◆ **Задание 1**
Ответьте по тексту о петровских реформах в образовании:
(a) Сколько учеников выпустила школа Прокоповича за 15 лет своего существования?
(b) В каком году Греко-латинскую академию переименовали в Славяно-латинскую?
(c) К какому возрасту Михаил Ломоносов освоил грамоту и письмо?

◆ **Фрагмент текста**
Поворот в сторону запада и латинского образования также определил содержание «учения книжного». Главные фигуры петровского «просвещения» - Феофан Прокопович и Стефан Яворский – были выходцы из Киево-Могилянской коллегии, причем первый учился также в коллегии св. Афанасия в Риме и продолжал свое образование в Лейпциге и Йене. Школа Прокоповича в то время (1721) считалась образцом для семинарий и архиерейских школ, а в ней в ней, не смотря на православие, господствовал иезуитский стиль воспитания и обучения. Правда школа за 15 лет своего существования выпустила всего 160 учеников.
В 1701 году Греко-латинская академия была переименована в Славяно-латинскую, а в ее истории начался латинский этап. В школе математических и навигацких наук также преподавали латински образованные преподаватели Г. Фарварсон с двумя коллегами из Эбердинского университета (Шотландия). Для преподавания в Санкт-Петербургской Академии наук были приглашены 16 известных европейских ученых.
Обучать в частных школах разрешалось даже и не православным – в 1701 году в Ново-Немецкой слободе была открыта школа Н. Швиммера, переданная затем пленному пастору из Лифляндии Эрнсту Глюку.
Эти новые учебные заведения, латинизированные и специально-профессиональные, и стали готовить учителей для самих себя и других школ, как, например, школа математических и навигацких наук. Традиционным для того времени способом обучения было также и обучение старшими учениками младших, что и было рекомендовано В.Н. Татищевым в его инструкции «О порядке преподавания в школах при уральских казенных заводах» (1734). Между прочим, в качестве прописей автор инструкции рекомендует использовать листы заводской документации.
Петровские реформы в образовании, однако, коснулись лишь немногочисленных сторонников этих реформ, а отечественная система образования так и не была создана. Регламент Главного магистрата от 16 января 1721 года подробно определяет социальную структуру города, перечисляя всех, начиная от банкиров и знатных купцов и кончая иконниками, живописцами, токарями портными и даже «подлыми людьми», обретающимися в наймах, но социальная роль учителя вовсе не упоминается.
В конечном итоге петровские реформы привели к еще большей дифференциации учительства. В простонародной – крестьянской и посадской – среде, как и во времена московской Руси, грамотой овладевали под руководством местных священников и дьяков, а также «мастеров грамоты», которых тогда называли «самоходными» или «вольными учителями», часто по рукописным азбукам и церковным книгам, но уже и с применением печатных азбук, букварей, псалтыри и часовников, издававшихся церковными типографиями в малом количестве. Так, у соседа-крестьянина и местного дьячка к 14 годам Михаил Ломоносов освоил грамоту и письмо, а в доме холмогорского священника Дудина познакомился со славянской «Грамматикой» М. Смотрицкого и «Арифметикой» Магницкого, которые он и получил в подарок от своего учителя вместе с «Псалтырью» С. Полоцкого. Обучали иногда и сами родители, если были грамотными.
Часто также обучались и дворяне, только у себя дома. В записках майора артиллерии Данилова [61] читаем, что семи лет он начал учиться грамоте у пономаря, у которого уже учились два его брата, а часослов и псалтырь изучал он у своей тетки за компанию с племянником под руководством грамотного слуги. Причем последнего за шалости племянника «поднимали на козел и секли немилостиво». В московской артиллерийской школе, где Данилов потом учился, учителями были «из пушкарских детей два подмастерья» – «для показания одной арифметики», потом некий штык-юнкер, мнивший себя ученым, поскольку разбирался в «Арифметике» Магницкого.

◆ **Исходные записи**
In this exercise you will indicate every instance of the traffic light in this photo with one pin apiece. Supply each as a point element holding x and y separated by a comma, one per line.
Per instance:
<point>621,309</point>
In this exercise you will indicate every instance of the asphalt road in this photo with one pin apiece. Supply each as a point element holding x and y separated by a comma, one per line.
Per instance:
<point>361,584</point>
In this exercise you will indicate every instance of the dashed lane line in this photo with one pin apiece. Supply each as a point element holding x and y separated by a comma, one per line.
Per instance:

◆ **Задание 2**
Процитируйте из записей строки от строки с «In this exercise you will indicate every instance of the asphalt» до строки с «<point>361,584</point>» включительно.

◆ **Ожидаемый ответ 1**
(a) 160 учеников.
(b) В 1701 году.
(c) К 14 годам.

◆ **Ожидаемый ответ 2**
In this exercise you will indicate every instance of the asphalt road in this photo with one pin apiece. Supply each as a point element holding x and y separated by a comma, one per line.
Per instance:
<point>361,584</point>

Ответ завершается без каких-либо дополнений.